Eviction ban remains in effect after court issues stay of decision overturning it

The federal judge who last week overturned the national eviction moratorium issued a stay of her decision on Friday, allowing the ban on evictions to continue while the Justice Department appeals the ruling.

U.S. District Judge for the District of Columbia Dabney Friedrich ruled last week that the Centers for Disease Control and Prevention had exceeded its authority when it imposed a nationwide ban on evictions for nonpayment of rent in September. Congress and the Biden administration have since extended the ban, which is slated to expire June 30.

The Justice Department filed a motion seeking an emergency stay of the decision pending appeal hours after Friedrich released her decision last week. Friedrich on Friday said she was granting the motion because the Department of Health and Human Services had adequately demonstrated “irreparable injury” absent a stay.

“As the federal agency tasked with disease control, the Department, and the CDC in particular, have a strong interest in controlling the spread of COVID-19 and protecting public health,” Friedrich wrote in the decision.

“The CDC’s most recent order is supported by observational data analyses that estimate that as many as 433,000 cases of COVID-19 and thousands of deaths could be attributed to the lifting of state-based eviction moratoria,” she added.

But Friedrich also said the federal government failed to show a “substantial likelihood of success on the merits” in its appeal of her initial ruling.

(Annotated photo localization data)
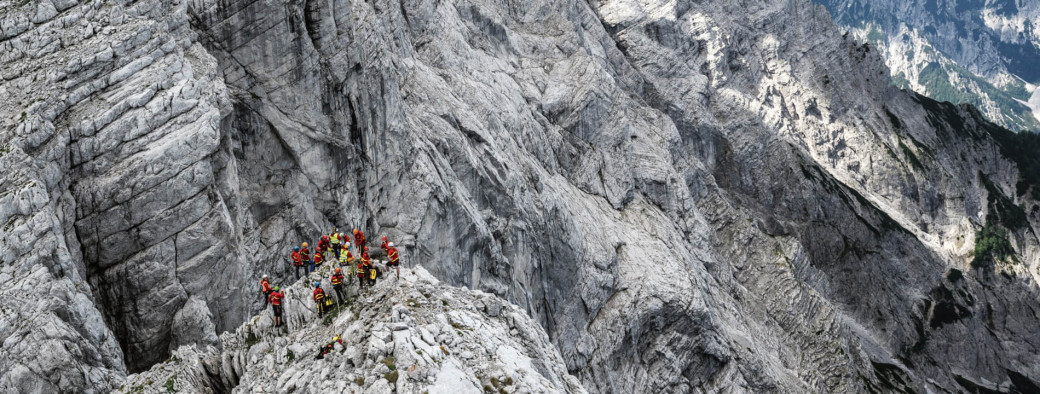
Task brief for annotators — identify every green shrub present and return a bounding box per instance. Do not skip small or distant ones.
[971,222,1018,268]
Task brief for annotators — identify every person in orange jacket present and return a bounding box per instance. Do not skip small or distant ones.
[387,242,400,279]
[314,235,329,254]
[329,267,346,303]
[358,257,369,291]
[300,242,311,264]
[307,249,324,273]
[354,229,365,251]
[314,282,326,317]
[290,246,304,280]
[361,247,379,288]
[260,273,270,308]
[267,286,285,326]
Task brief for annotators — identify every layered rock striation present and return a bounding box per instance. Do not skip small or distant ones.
[119,266,586,394]
[0,0,1040,392]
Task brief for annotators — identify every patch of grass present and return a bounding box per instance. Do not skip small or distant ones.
[971,222,1018,268]
[166,374,177,393]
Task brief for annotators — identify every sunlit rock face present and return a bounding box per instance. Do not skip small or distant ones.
[0,0,1040,393]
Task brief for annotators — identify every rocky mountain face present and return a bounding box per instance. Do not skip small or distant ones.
[0,0,1040,393]
[817,0,1040,132]
[118,266,586,394]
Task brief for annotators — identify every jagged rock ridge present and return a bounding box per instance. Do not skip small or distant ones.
[817,0,1040,132]
[0,0,1040,392]
[119,266,584,394]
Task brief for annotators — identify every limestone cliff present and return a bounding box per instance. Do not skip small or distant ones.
[0,0,1040,393]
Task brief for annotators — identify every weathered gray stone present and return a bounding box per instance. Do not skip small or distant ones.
[0,0,1040,392]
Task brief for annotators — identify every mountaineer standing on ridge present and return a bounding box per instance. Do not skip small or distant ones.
[260,273,270,308]
[387,242,400,280]
[314,235,329,258]
[354,229,365,251]
[358,255,368,293]
[339,243,354,267]
[329,267,346,304]
[291,246,306,280]
[308,248,324,273]
[267,286,285,326]
[329,229,340,260]
[314,282,326,317]
[361,246,379,289]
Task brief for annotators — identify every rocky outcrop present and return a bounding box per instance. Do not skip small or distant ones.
[817,0,1040,132]
[0,0,1040,392]
[119,266,586,394]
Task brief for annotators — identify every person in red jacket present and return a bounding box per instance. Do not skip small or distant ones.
[260,273,270,308]
[292,246,304,280]
[314,282,326,317]
[361,247,379,289]
[387,242,400,279]
[358,258,368,291]
[314,235,329,255]
[307,249,324,273]
[354,229,365,251]
[329,267,346,303]
[267,286,285,326]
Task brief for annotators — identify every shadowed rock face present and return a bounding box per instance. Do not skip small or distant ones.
[0,0,1040,392]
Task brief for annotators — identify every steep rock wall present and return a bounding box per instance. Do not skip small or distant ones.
[0,0,1040,392]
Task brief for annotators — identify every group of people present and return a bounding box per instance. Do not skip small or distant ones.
[260,229,400,326]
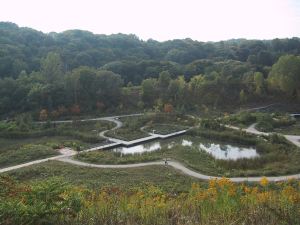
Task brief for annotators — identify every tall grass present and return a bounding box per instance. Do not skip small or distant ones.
[0,177,300,225]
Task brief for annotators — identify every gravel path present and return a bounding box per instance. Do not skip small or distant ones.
[0,114,300,182]
[58,157,300,182]
[225,123,300,147]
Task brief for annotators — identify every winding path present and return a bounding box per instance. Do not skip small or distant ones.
[0,114,300,182]
[225,123,300,148]
[57,157,300,182]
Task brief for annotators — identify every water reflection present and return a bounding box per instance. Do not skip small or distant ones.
[113,141,161,155]
[200,143,258,160]
[112,137,259,160]
[181,139,193,146]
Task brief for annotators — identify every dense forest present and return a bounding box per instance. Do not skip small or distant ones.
[0,22,300,119]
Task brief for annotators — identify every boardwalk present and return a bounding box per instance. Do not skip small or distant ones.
[0,114,300,182]
[58,157,300,182]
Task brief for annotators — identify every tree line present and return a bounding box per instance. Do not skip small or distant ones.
[0,23,300,119]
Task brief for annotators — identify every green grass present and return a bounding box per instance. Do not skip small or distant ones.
[0,144,59,168]
[6,161,198,192]
[75,150,163,165]
[274,119,300,135]
[106,113,197,141]
[76,132,300,177]
[0,137,95,168]
[0,121,114,143]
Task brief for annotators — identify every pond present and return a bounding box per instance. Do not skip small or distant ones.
[112,136,259,160]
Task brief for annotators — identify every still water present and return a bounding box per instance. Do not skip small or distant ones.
[112,136,259,160]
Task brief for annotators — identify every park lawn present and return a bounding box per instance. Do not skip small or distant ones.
[76,132,300,177]
[0,136,92,168]
[274,119,300,136]
[6,161,199,192]
[0,144,59,168]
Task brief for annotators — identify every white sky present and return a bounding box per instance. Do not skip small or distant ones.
[0,0,300,41]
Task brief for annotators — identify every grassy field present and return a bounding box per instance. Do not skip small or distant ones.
[6,161,197,192]
[76,130,300,177]
[0,134,95,168]
[0,144,59,168]
[0,169,300,225]
[106,113,197,141]
[274,119,300,135]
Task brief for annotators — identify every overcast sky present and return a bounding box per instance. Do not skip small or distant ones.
[0,0,300,41]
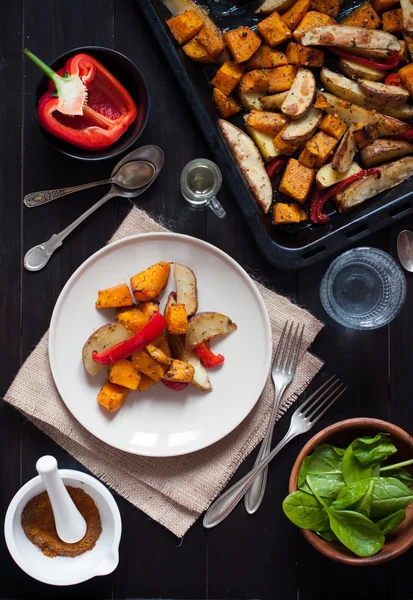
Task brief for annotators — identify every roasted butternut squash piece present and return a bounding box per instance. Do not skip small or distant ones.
[342,2,381,29]
[164,359,195,383]
[182,37,216,64]
[95,283,133,308]
[285,42,324,67]
[224,27,261,63]
[353,123,380,149]
[398,63,413,97]
[130,262,171,302]
[281,0,311,31]
[116,307,149,333]
[244,110,288,137]
[298,131,337,169]
[138,373,157,392]
[266,65,297,94]
[278,158,315,204]
[319,115,347,140]
[195,27,225,58]
[166,10,204,46]
[165,304,188,335]
[239,69,269,94]
[382,8,403,33]
[293,10,336,43]
[257,11,291,48]
[98,381,129,412]
[272,202,308,225]
[245,44,288,71]
[132,350,166,381]
[372,0,399,12]
[109,358,141,390]
[212,88,242,119]
[311,0,344,17]
[138,300,159,319]
[211,60,244,96]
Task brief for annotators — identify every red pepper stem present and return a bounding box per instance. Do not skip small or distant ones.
[92,312,166,365]
[23,48,60,81]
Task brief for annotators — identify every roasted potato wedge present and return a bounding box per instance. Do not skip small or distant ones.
[315,162,361,188]
[174,263,198,317]
[331,125,357,173]
[254,0,295,15]
[163,358,195,383]
[338,58,386,81]
[218,119,273,213]
[281,67,316,119]
[185,312,237,350]
[360,138,413,168]
[334,157,413,213]
[400,0,413,33]
[169,335,212,392]
[82,323,132,377]
[280,106,323,144]
[301,25,400,55]
[357,79,409,106]
[259,90,288,110]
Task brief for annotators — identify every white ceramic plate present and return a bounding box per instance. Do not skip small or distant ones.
[49,233,271,456]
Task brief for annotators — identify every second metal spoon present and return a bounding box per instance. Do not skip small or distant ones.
[23,160,154,208]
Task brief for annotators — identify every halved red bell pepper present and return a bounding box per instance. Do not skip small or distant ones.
[92,311,166,365]
[194,343,225,369]
[24,50,137,151]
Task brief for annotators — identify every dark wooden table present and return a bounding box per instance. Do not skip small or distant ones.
[0,0,413,600]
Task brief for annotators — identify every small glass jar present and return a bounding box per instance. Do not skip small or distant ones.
[181,158,226,219]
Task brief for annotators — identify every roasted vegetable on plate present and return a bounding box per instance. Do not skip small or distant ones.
[162,0,413,227]
[82,262,235,412]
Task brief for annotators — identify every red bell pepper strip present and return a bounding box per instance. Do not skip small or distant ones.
[310,169,381,224]
[92,312,166,365]
[25,50,137,151]
[194,343,225,369]
[161,379,188,392]
[265,156,285,181]
[384,73,403,87]
[329,48,400,71]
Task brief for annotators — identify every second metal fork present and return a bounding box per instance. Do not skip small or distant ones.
[244,321,304,515]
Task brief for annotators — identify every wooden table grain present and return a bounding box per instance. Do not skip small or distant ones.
[0,0,413,600]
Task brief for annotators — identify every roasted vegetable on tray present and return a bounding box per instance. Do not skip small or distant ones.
[162,0,413,227]
[82,262,235,412]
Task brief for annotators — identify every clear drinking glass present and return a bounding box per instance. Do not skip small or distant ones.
[181,158,226,219]
[320,248,406,329]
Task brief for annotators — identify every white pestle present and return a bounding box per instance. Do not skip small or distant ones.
[36,456,87,544]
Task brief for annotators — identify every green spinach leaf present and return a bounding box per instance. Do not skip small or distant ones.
[351,433,397,467]
[299,444,345,498]
[331,479,371,510]
[342,442,372,485]
[376,508,406,535]
[307,475,384,557]
[371,477,413,519]
[282,491,329,531]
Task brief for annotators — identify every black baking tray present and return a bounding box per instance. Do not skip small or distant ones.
[137,0,413,270]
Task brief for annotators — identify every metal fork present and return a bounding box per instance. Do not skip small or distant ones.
[244,321,304,515]
[203,375,347,529]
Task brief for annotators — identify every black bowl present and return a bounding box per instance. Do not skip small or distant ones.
[35,46,151,160]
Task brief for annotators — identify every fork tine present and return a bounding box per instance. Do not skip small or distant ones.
[311,387,347,425]
[277,321,294,370]
[288,325,304,373]
[295,375,338,413]
[273,321,288,367]
[305,382,344,421]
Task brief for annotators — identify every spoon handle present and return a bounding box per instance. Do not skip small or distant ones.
[23,179,111,208]
[24,188,119,271]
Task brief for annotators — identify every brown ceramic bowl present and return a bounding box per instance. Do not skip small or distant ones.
[289,417,413,567]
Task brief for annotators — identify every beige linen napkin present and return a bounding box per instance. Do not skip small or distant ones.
[5,207,322,537]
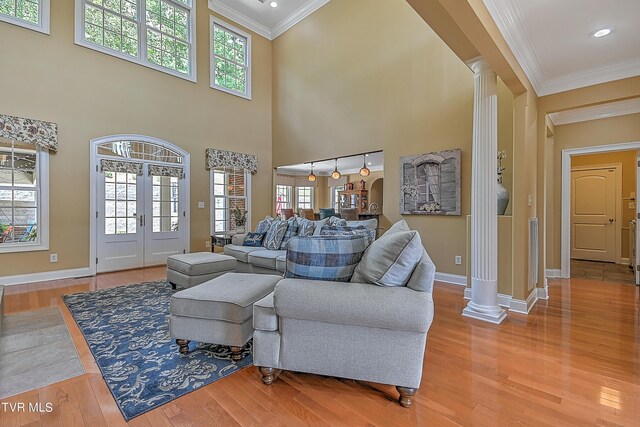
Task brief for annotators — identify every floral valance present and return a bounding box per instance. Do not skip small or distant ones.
[206,148,258,173]
[100,159,142,175]
[149,165,184,179]
[0,114,58,152]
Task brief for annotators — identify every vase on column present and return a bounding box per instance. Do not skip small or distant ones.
[497,150,509,215]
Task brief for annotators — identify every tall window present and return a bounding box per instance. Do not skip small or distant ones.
[211,167,251,234]
[276,185,293,215]
[211,17,251,99]
[76,0,195,81]
[0,140,48,252]
[0,0,49,34]
[296,187,313,209]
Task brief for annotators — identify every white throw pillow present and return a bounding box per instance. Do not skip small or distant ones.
[351,220,424,286]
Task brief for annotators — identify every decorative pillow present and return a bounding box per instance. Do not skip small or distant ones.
[298,218,316,237]
[256,216,273,234]
[262,220,289,251]
[351,221,424,286]
[328,216,347,227]
[320,225,376,244]
[284,235,369,282]
[242,233,266,246]
[280,218,298,249]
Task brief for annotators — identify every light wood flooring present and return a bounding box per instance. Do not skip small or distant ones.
[0,268,640,427]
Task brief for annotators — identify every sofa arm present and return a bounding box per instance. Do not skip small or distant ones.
[231,233,247,246]
[273,279,433,333]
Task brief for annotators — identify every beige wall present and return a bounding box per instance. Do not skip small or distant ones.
[0,0,272,275]
[273,0,473,275]
[547,114,640,269]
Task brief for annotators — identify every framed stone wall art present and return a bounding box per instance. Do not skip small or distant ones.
[400,149,461,215]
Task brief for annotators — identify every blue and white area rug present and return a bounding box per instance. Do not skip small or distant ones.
[63,281,253,420]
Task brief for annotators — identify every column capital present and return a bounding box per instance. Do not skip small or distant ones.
[466,56,494,74]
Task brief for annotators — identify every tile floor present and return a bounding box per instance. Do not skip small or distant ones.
[571,259,635,285]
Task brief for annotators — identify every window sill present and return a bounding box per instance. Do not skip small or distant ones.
[0,243,49,254]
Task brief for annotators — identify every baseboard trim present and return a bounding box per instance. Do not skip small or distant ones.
[544,268,562,279]
[0,267,93,286]
[509,289,538,314]
[435,273,467,286]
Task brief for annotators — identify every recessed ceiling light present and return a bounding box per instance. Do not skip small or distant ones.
[593,28,611,37]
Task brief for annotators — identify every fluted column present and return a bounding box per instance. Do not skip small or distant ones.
[462,58,507,323]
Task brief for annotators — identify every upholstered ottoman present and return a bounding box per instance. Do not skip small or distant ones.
[169,273,282,360]
[167,252,237,289]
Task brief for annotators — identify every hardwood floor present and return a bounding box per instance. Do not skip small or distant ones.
[0,268,640,427]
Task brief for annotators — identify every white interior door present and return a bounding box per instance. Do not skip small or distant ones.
[571,168,616,262]
[96,164,186,273]
[96,172,144,272]
[144,175,186,265]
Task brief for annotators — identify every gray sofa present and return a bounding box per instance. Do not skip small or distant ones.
[253,245,435,407]
[224,219,377,274]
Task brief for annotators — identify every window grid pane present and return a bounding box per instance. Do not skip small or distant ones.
[104,172,138,235]
[0,0,41,25]
[79,0,194,76]
[0,142,40,246]
[213,24,249,94]
[212,167,248,233]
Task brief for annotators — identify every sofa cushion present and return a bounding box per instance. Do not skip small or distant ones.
[224,245,264,262]
[262,220,289,251]
[347,218,378,231]
[351,221,424,286]
[253,292,278,331]
[167,252,236,276]
[320,225,376,243]
[170,273,282,323]
[247,248,286,273]
[280,218,298,249]
[285,235,369,282]
[256,215,273,234]
[242,233,266,247]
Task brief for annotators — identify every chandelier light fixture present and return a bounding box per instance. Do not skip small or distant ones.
[307,162,316,182]
[331,159,342,179]
[360,154,371,176]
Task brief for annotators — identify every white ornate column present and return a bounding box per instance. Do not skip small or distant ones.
[462,58,507,323]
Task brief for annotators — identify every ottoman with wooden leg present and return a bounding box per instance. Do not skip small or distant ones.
[167,252,237,289]
[169,273,282,360]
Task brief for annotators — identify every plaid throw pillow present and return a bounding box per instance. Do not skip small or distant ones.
[280,218,298,249]
[256,216,273,234]
[320,225,376,244]
[243,233,265,246]
[284,235,369,282]
[262,220,289,251]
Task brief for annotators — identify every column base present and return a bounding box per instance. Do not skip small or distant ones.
[462,301,507,324]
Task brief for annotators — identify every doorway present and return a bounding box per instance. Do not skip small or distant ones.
[91,135,189,273]
[560,141,640,278]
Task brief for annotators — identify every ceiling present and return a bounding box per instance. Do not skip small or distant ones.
[278,151,384,176]
[482,0,640,96]
[209,0,330,40]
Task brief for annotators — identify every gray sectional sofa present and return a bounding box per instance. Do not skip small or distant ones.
[224,219,377,274]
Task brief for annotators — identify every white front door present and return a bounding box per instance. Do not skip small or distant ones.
[571,168,616,262]
[96,164,186,273]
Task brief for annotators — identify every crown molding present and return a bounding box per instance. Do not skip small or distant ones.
[483,0,544,95]
[549,98,640,126]
[209,0,331,40]
[209,0,271,40]
[536,59,640,96]
[271,0,331,40]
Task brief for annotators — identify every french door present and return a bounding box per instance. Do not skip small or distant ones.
[96,163,186,273]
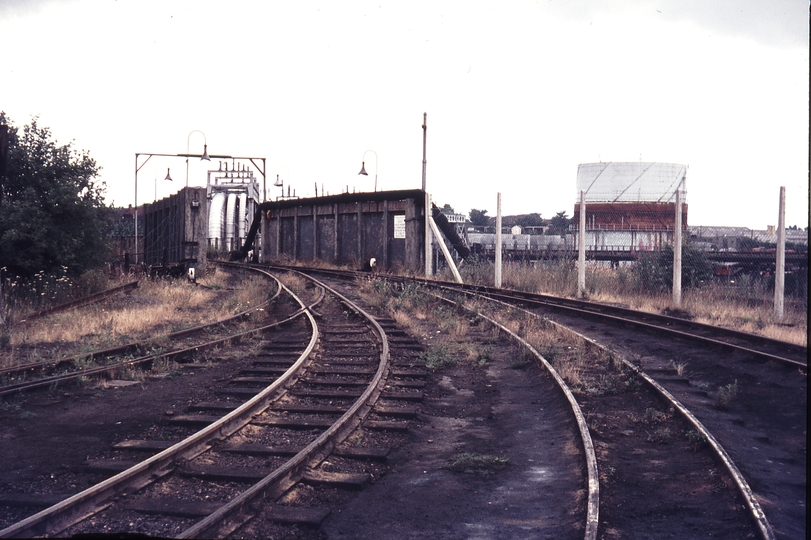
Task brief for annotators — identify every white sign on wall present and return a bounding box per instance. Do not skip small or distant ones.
[394,214,405,238]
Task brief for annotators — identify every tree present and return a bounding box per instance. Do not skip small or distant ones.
[515,213,546,227]
[470,208,490,227]
[549,212,572,234]
[0,111,109,278]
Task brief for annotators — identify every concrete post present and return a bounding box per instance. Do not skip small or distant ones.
[577,191,586,298]
[774,186,786,321]
[673,185,682,308]
[422,113,434,278]
[493,192,501,289]
[425,192,434,277]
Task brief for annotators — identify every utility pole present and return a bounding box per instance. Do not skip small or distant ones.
[422,113,434,277]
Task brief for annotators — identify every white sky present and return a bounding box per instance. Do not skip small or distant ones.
[0,0,809,229]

# [LIST OF TASKS]
a – List the federal departments and agencies named in the text about the eviction ban.
b – According to the eviction ban text, on what date is the extended ban set to expire?
c – From the eviction ban text, copy the passage from "U.S. District Judge" to "absent a stay.".

# [RESULTS IN ORDER]
a –
- Centers for Disease Control and Prevention (CDC)
- Justice Department
- Department of Health and Human Services

b – June 30

c –
U.S. District Judge for the District of Columbia Dabney Friedrich ruled last week that the Centers for Disease Control and Prevention had exceeded its authority when it imposed a nationwide ban on evictions for nonpayment of rent in September. Congress and the Biden administration have since extended the ban, which is slated to expire June 30.

The Justice Department filed a motion seeking an emergency stay of the decision pending appeal hours after Friedrich released her decision last week. Friedrich on Friday said she was granting the motion because the Department of Health and Human Services had adequately demonstrated “irreparable injury” absent a stay.